Le Japon est la 3e puissance mondiale. Son économie paraît solide : plein emploi, avec un taux de chômage de 2,8%. Le premier ministre, Shinzo Abe, plaide même pour une hausse générale des salaires. Mais cette apparente bonne santé cache de profondes disparités. Tokyo illustre parfaitement cet état : le marché du travail est, en réalité, dual.

Une économie au ralenti ?

Le bilan d'ensemble est plus que positif, pour un Japon qui garde toujours le souvenir de l'éclatement de la bulle spéculative (années 90). S'en sont suivies des années de récession qui ont conduit à une stagnation économique.

Les périodes fastes des années 60-70, avec un PIB dépassant souvent les 8%, sont loin. S'il a connu une baisse brutale due aux chocs pétroliers, le PIB japonais a, rapidement, retrouvé une santé ' sans toutefois égaler les taux de croissance records des années précédentes. Durant les années 80, le PIB oscille entre 3 et 4%, soit une croissance deux fois moins importante qu'auparavant, mais toujours honorable. La crise vient en 1991, avec l'éclatement de la bulle spéculative : chute brutale du PIB, qui passe à -0,52% en 1993. C'est le début du ralentissement économique, et de la déflation (baisse générale des prix). Les salaires sont également maintenus vers le bas, impactant le pouvoir d'achat.

### Travail demandé
**A)** D'après le texte sur l'économie japonaise, à quel niveau le PIB est-il tombé en 1993 ?
**B)** Reprenez le texte sur l'économie japonaise à la suite de sa dernière phrase.

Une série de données
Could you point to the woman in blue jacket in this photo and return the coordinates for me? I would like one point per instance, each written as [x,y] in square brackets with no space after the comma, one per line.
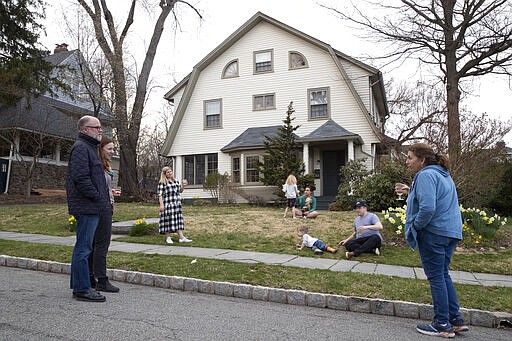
[434,226]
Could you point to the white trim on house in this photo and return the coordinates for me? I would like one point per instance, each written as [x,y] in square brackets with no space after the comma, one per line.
[356,101]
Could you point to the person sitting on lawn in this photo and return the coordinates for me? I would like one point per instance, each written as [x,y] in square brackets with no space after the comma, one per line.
[366,236]
[306,205]
[315,244]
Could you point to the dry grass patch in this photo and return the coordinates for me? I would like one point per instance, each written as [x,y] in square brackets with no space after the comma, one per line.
[269,223]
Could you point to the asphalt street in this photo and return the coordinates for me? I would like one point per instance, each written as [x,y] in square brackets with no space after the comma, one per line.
[36,305]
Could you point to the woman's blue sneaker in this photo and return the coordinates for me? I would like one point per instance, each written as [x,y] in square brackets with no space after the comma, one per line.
[436,329]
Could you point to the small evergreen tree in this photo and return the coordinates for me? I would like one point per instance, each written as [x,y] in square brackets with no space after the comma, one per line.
[23,69]
[281,158]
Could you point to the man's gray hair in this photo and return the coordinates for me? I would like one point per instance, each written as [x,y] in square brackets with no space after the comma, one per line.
[83,121]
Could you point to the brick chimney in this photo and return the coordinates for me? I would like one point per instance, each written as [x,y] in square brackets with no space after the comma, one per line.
[60,48]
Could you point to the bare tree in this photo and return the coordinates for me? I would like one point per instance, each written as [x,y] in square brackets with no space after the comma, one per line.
[111,43]
[92,66]
[415,110]
[462,39]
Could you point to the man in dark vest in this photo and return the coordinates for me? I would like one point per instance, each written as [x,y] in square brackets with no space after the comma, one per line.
[88,198]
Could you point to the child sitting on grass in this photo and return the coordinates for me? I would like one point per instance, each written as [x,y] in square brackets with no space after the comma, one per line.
[315,244]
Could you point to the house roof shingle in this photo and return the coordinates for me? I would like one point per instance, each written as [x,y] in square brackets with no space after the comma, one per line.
[330,130]
[251,138]
[254,138]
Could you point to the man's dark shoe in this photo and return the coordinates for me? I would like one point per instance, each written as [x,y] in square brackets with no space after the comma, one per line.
[458,325]
[105,285]
[90,295]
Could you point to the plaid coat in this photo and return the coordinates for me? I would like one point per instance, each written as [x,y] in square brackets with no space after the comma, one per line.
[171,219]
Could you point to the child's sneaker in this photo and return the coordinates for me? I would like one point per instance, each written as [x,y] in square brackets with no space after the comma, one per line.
[459,326]
[436,329]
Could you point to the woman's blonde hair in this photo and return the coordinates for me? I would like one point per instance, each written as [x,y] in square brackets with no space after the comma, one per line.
[424,151]
[291,180]
[163,178]
[106,163]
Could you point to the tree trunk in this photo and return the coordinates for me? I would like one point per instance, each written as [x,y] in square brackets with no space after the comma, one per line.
[452,84]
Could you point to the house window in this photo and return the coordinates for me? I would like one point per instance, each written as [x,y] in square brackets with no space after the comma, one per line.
[213,163]
[318,103]
[212,113]
[263,61]
[197,167]
[297,61]
[231,69]
[236,170]
[263,102]
[252,174]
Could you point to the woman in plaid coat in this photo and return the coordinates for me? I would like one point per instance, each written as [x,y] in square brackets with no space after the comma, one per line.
[171,216]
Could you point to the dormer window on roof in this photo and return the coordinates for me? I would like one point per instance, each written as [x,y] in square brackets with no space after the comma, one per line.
[263,61]
[231,69]
[297,60]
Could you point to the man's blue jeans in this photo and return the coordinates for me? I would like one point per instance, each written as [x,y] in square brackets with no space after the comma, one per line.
[436,252]
[85,227]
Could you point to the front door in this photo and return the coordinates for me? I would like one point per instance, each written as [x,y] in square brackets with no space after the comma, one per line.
[332,162]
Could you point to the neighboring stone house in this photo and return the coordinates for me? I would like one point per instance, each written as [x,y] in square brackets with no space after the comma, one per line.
[240,92]
[45,125]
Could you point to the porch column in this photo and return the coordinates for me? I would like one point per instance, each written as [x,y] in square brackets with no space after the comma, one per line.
[57,152]
[242,169]
[305,157]
[350,147]
[178,167]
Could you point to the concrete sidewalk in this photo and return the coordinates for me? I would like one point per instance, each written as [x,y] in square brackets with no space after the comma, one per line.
[343,265]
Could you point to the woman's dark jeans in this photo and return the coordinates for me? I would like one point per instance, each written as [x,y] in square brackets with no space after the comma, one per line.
[98,256]
[436,252]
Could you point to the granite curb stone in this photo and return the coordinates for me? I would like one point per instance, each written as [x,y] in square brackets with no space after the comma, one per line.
[474,317]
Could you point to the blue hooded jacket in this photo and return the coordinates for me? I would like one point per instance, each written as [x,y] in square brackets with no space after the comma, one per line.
[433,205]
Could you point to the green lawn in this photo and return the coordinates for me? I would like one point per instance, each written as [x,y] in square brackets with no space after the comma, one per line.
[264,229]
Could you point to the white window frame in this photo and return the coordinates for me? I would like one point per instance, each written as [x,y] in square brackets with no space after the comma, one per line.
[291,63]
[246,169]
[264,99]
[328,104]
[206,114]
[228,68]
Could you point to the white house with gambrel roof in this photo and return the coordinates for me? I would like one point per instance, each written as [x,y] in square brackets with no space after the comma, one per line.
[240,92]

### Réponses par tâche
**A)** Le PIB est tombé à -0,52 % en 1993.

**B)**
Fort de ce constat, la priorité, pour le gouvernement Abe, c'est la relance, et la relance par la consommation. S'inspirant des politiques occidentales, Abe incite les entreprises à revaloriser les salaires. Des revenus plus importants, pour que les ménages consomment. Mais la croissance reste molle, voire inexistante, avec un PIB moyen de 0,8% par an.

C'est que le Japon a traversé une crise qui a ébranlé le cœur même de son système économique. Après la récession, conséquence de l'éclatement de la bulle spéculative des années 90, il traverse une nouvelle crise, mondiale : la crise des subprimes, entraînant la crise financière de 2008. Le Japon vacille. Symbole de la déroute : la valse des premiers ministres, entre 2007 et 2012. Ils seront cinq à se succéder à la tête du pays, soit un ministre par an.

Depuis 2012, Shinzô Abe a pris la tête du gouvernement japonais, avec sa politique économique « abenomics ». Si les analystes financiers jugent le bilan de ces mesures assez mitigé, ils notent que 2017 marque une embellie économique : le PIB passe à 1,5%. En 2018, il est revu à 1,2%. Croissance faible, donc, mais constante.

Un facteur inattendu explique pourquoi le Japon a continué de s'enrichir, du moins, de maintenir son PIB : la baisse de la population. La diminution du nombre d'habitant contribue, mécaniquement, à faire augmenter le revenu moyen par habitant. Mais ce facteur est aussi le principal frein à une reprise économique plus franche : il y a de moins en moins d'actifs. De plus en plus de personnes âgées. Le Japon se retrouve face à un véritable défi démographique.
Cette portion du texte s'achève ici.